Source information below:

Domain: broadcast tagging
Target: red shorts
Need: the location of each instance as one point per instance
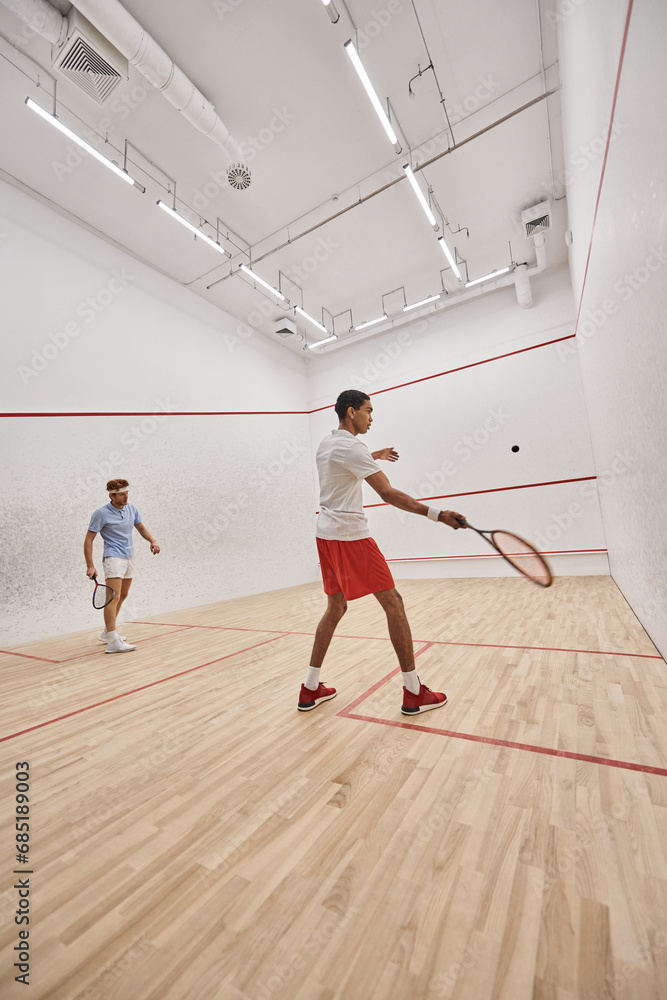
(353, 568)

End of Source information.
Source information below:

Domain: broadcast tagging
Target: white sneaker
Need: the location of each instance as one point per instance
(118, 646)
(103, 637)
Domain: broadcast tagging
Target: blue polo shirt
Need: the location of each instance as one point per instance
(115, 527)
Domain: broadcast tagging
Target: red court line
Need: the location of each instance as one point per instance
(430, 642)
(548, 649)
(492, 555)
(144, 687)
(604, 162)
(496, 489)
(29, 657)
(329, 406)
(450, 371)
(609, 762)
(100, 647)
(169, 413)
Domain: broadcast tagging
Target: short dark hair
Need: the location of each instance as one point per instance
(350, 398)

End of Source information.
Source information below:

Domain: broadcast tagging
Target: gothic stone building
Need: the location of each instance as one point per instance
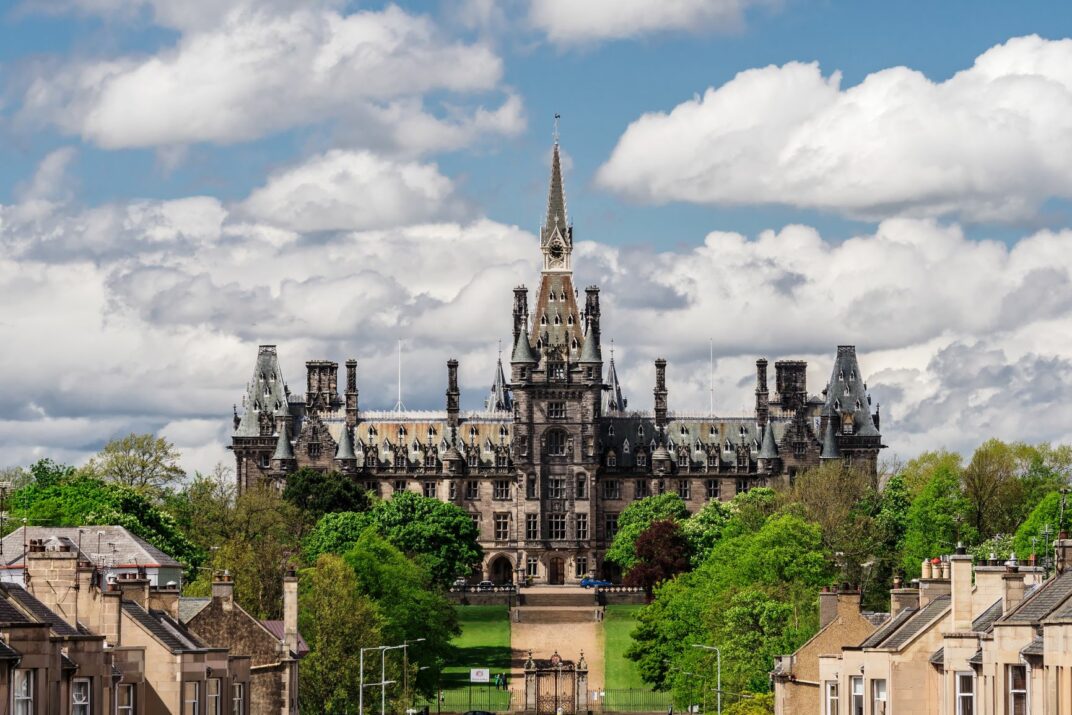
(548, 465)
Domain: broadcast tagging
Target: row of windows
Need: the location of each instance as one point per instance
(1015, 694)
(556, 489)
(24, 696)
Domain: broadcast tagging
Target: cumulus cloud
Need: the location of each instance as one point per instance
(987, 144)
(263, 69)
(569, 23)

End of Source information.

Exercise goal>
Among the lines of the material, some contain the string "Target". State how many, and nothing more.

The answer>
8